**Activity A**
Can you copy out everything in the Pierrefonds travel text from "We’ve become a" down to "the 12th Century.", word for word?
**Activity B**
How would you condense the paragraph of the Pierrefonds travel text that begins "It’s had a turbulent history" into a short bulleted list that keeps its main facts?
**Activity C**
What might come next in the Pierrefonds travel text? Continue it from its final sentence.

**Provided passage**
We make it to Pierrefonds just in time to check-in with our hosts before they finish lunch and return to work.

I’ve booked our accommodation through Airbnb, so I am a little nervous about what we will get on arrival (due to past experiences) and particularly as this will be Jane’s first destination.

As we arrive, I’m confident the town is a good choice; the village of Pierrefonds sits in the shadow of one of the most striking Châteaux.  We pull-up outside the address and the Château is looming in the background.

The location is great and our hosts have recently renovated a 15th Century cottage on their property, our home for 3 nights.  Phew, we’ve chosen well!

Friday morning we drive the 60km to Charles de Gaulle to collect Jane.  It was touch and go whether she would make it, so I am relieved to see her come out through those airport doors, a little tired but excited to be in France!

The last time Jane was in Europe is in the 70’s, doing the typical right-of-passage as a young 20-something, backpacking around Europe and working in London. Her adventures took her to Russia and Afghanistan back then. This trip will be a little less adventurous.

After being in Europe for nearly 6 months, it’s refreshing to have someone onboard who is seeing things for the first time.

We’ve become a bit blaze about staying in 15th Century dwellings, but Jane is in awe and you do have to remind yourself to put things into perspective; when this place was built, Captain Cook wouldn’t discover Australia for another 300 years!

Pierrefonds is a lovely village, one of the best preserved we have been to (and we’ve seen a few).  A perfect first destination for anyone looking for quintessential France. The Château of Pierrefonds, dates back to the 12th Century.

It’s had a turbulent history and was partly demolished in the early 1600’s, remaining in ruins for nearly 2 Centuries. It was rescued by Louis-Napoléon Bonaparte (later Napoleon III of France) and restoration began in the 1850’s.

Inside the Château there is a collection of larger-than-life figurines, know as the Collection Monduit, these lead castings were made by the same company that made the Statue of Liberty.

**Given information**
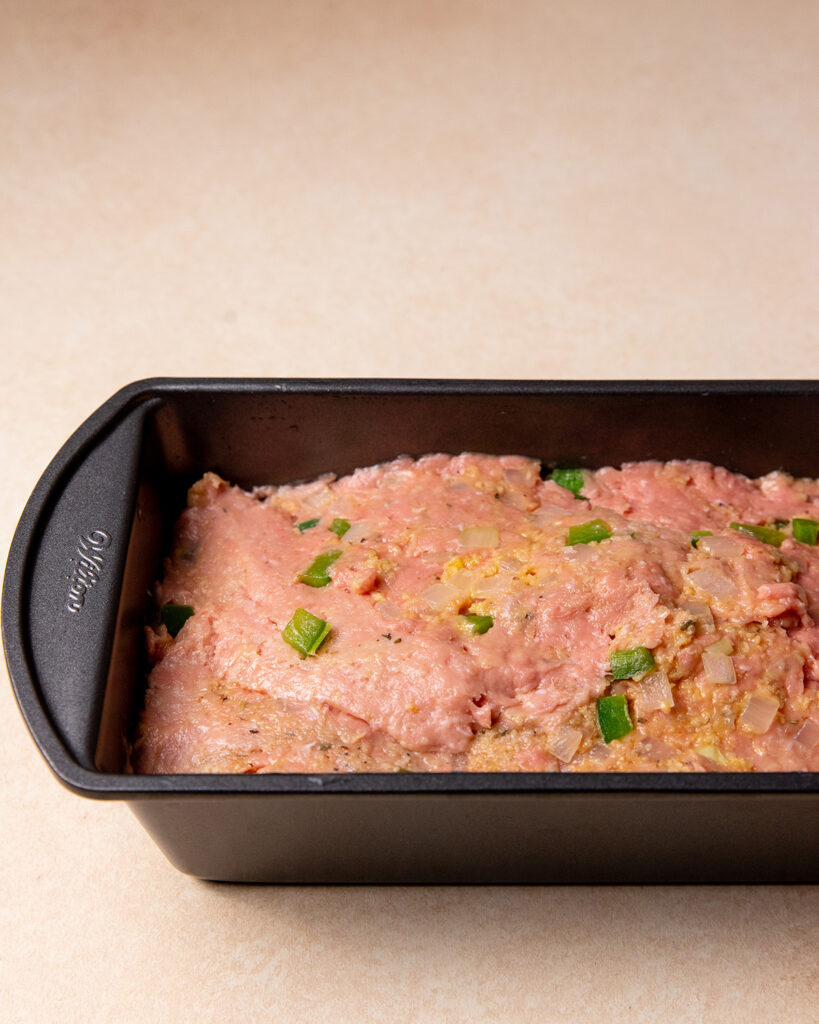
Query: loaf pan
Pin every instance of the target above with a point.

==

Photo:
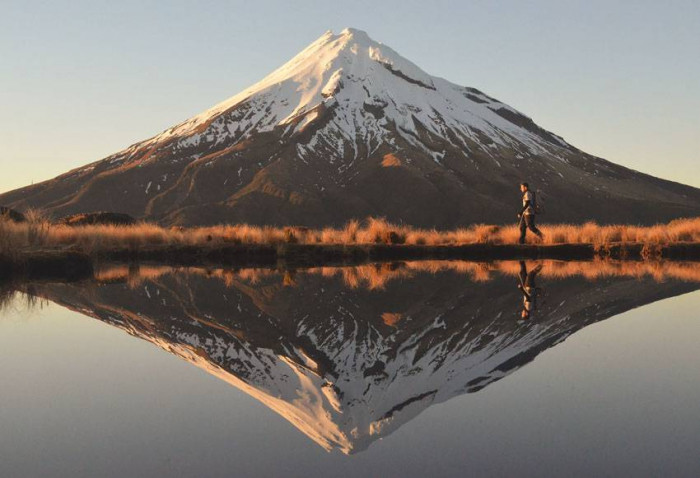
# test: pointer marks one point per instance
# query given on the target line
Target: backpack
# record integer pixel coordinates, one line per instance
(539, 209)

**Written reply A**
We’ve become a bit blaze about staying in 15th Century dwellings, but Jane is in awe and you do have to remind yourself to put things into perspective; when this place was built, Captain Cook wouldn’t discover Australia for another 300 years!

Pierrefonds is a lovely village, one of the best preserved we have been to (and we’ve seen a few).  A perfect first destination for anyone looking for quintessential France. The Château of Pierrefonds, dates back to the 12th Century.

**Written reply B**
- The Château had a turbulent history.
- It was partly demolished in the early 1600’s and stayed in ruins for nearly 2 Centuries.
- Louis-Napoléon Bonaparte, later Napoleon III of France, rescued it.
- Restoration began in the 1850’s.

**Written reply C**
Down in the crypt is a collection of tombs with plaster casts representing Noblemen and Women, Emperors, Countesses and other important figures in history, dating back to the 12th century.

In recent times, the Château has featured as a location for films such as Highlander and Joan of Arc, as well as the BBC series Merlin.

There is a superb bakery and deli in the village and Jane’s first meal is a feast of french baguette, cheese and foie gras, washed down with a bottle of french bubbly – of course!

We thought there had been a mistake when we paid €22 for a small 100 gm slice of foie gras. Don went back to question it, only to discover it was €240 per kg! It was superb and we savoured every mouthful.

We ease Jane into Europe time, exploring the surrounding villages of Compiègne (not much to say about it) and Chantilly, visiting the Château de Chantilly which is impressively grand.

The grounds, which include a racecourse, cover over 115 acres. The current Château was completed in 1881 and is home to the Musée Condé, one of the finest collections of paintings in France and an impressive library full of rare historic manuscripts and first editions.

So, Jane has quickly settled into our casual touring routine; it generally starts with a coffee and croissant for breakfast,  then take in a few sites, find a lunch destination, enjoy the plat-du-jour with a glass of red, a few more sites for the afternoon, or an afternoon nap perhaps!

Dinner is usually a lesser event consisting of some nibbles, maybe a salad and some more french red.

Next stop Paris.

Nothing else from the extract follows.